━━━━━ Text shown ━━━━━

Galore: The Singles 1987–1997 is the second singles compilation by The Cure. It contains singles from the years 1987–1997. The song "Wrong Number" is the only new song on the album.

Release 
Galore was first released in the US on 28 October 1997 by record label Elektra. It was then released in the UK and Europe by Fiction on 3 November. It spans the singles from the second part of the Cure's career, beginning with their seventh album Kiss Me, Kiss Me, Kiss Me and ending with their tenth album Wild Mood Swings. The Cure introduced the album with two full-length shows in October 1997 at the American Legion Hall in Los Angeles and Irving Plaza in New York City.

A single, "Wrong Number", was released in United States in November 1997.

━━━━━ Data provided ━━━━━

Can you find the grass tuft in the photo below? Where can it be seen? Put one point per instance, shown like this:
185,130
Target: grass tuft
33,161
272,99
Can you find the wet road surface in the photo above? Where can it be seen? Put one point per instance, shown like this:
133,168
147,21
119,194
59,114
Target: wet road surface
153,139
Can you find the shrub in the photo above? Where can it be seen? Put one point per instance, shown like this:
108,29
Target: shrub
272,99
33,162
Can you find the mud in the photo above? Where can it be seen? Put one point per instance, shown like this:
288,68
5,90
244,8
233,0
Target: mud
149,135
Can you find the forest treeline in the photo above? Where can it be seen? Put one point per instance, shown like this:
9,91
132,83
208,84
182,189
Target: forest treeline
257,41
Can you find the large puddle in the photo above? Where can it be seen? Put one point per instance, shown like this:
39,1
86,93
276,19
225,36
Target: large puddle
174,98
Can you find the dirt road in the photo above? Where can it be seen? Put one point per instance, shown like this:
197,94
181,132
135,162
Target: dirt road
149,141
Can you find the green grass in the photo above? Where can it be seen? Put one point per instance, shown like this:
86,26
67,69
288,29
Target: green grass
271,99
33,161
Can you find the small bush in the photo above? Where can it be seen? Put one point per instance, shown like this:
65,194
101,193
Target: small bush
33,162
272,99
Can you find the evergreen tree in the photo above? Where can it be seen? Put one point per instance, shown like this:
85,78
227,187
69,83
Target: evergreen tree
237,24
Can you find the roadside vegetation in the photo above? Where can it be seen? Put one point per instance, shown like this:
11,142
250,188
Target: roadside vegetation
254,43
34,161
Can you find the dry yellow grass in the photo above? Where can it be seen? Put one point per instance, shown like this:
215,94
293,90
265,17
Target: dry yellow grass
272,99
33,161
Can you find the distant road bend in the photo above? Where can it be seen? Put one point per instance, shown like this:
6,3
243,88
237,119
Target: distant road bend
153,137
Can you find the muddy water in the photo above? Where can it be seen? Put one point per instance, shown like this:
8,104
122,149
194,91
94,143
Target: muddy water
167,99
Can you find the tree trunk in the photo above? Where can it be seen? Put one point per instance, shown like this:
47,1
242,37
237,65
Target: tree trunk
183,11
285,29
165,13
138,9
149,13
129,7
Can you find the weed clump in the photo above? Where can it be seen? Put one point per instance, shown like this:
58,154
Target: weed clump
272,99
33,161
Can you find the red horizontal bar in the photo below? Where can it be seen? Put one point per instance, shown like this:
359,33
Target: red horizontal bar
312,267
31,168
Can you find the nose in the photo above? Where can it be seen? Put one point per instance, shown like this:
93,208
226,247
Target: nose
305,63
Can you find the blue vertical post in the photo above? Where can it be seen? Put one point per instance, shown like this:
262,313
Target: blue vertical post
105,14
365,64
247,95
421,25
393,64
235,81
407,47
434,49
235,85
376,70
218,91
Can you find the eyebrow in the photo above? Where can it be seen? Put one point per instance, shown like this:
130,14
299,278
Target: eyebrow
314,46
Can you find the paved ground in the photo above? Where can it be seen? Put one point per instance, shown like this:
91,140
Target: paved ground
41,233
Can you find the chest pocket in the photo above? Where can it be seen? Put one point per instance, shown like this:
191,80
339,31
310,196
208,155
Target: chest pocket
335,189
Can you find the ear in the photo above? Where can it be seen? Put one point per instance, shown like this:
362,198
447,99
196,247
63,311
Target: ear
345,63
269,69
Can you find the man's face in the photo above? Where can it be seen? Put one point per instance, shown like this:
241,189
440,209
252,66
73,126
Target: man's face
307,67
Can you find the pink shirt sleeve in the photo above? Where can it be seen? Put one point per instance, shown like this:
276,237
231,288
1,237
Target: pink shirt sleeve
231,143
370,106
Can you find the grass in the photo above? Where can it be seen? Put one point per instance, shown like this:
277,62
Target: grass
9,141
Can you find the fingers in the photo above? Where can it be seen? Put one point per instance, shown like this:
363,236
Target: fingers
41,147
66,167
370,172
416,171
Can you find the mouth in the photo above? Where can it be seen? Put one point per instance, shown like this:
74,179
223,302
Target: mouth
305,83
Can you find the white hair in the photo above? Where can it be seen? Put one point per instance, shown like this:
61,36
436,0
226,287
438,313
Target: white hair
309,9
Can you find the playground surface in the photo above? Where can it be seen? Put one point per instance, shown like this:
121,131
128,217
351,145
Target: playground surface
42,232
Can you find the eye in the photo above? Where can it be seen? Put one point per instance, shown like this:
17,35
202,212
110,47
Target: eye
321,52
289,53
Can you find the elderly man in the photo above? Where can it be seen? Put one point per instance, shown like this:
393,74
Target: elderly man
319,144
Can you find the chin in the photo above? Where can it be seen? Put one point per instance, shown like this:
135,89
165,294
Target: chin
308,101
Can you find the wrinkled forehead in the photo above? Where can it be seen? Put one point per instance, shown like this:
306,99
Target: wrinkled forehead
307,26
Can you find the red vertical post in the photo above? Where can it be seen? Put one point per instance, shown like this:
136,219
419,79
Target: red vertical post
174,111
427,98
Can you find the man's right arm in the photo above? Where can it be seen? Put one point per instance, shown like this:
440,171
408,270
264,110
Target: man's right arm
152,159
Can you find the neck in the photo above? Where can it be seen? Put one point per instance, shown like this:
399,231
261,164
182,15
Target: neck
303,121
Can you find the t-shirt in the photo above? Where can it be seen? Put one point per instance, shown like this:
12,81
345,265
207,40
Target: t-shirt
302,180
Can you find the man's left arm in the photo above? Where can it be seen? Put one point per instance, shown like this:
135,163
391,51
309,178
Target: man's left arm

━━━━━

• Work instructions:
- a) According to the Galore text, which record label first released the compilation in the US?
- b) Render this sentence from the Galore text in Spanish: "The song "Wrong Number" is the only new song on the album."
- c) Carry the text about the Cure's Galore compilation forward from its final sentence.
The items can be set aside; nothing here depends on them.

• Final results:
- a) Elektra

- b) La canción "Wrong Number" es la única canción nueva del álbum.

- c)
Reception 

Galore has been generally well received by critics. Stephen Thomas Erlewine of AllMusic praised the album, writing "Galore emphatically confirms the Cure's status as one of the best and most adventurous alternative bands of the '80s." Nathan Brackett and Christian Hoard from The Rolling Stone Album Guide wrote that "Galore collects the best of the late Eighties/early Nineties Cure, plus a load of late filler", and were more reserved in their praise, describing the record as a "feeble remix album."

Track listing

Tracks 1–4 originally appeared on Kiss Me, Kiss Me, Kiss Me, tracks 5–8 appeared on Disintegration, tracks 9–10 appeared on Mixed Up, tracks 11–13 appeared on Wish, and tracks 14–17 appeared on Wild Mood Swings. Remixed versions of 11 of these tracks are included on Galore.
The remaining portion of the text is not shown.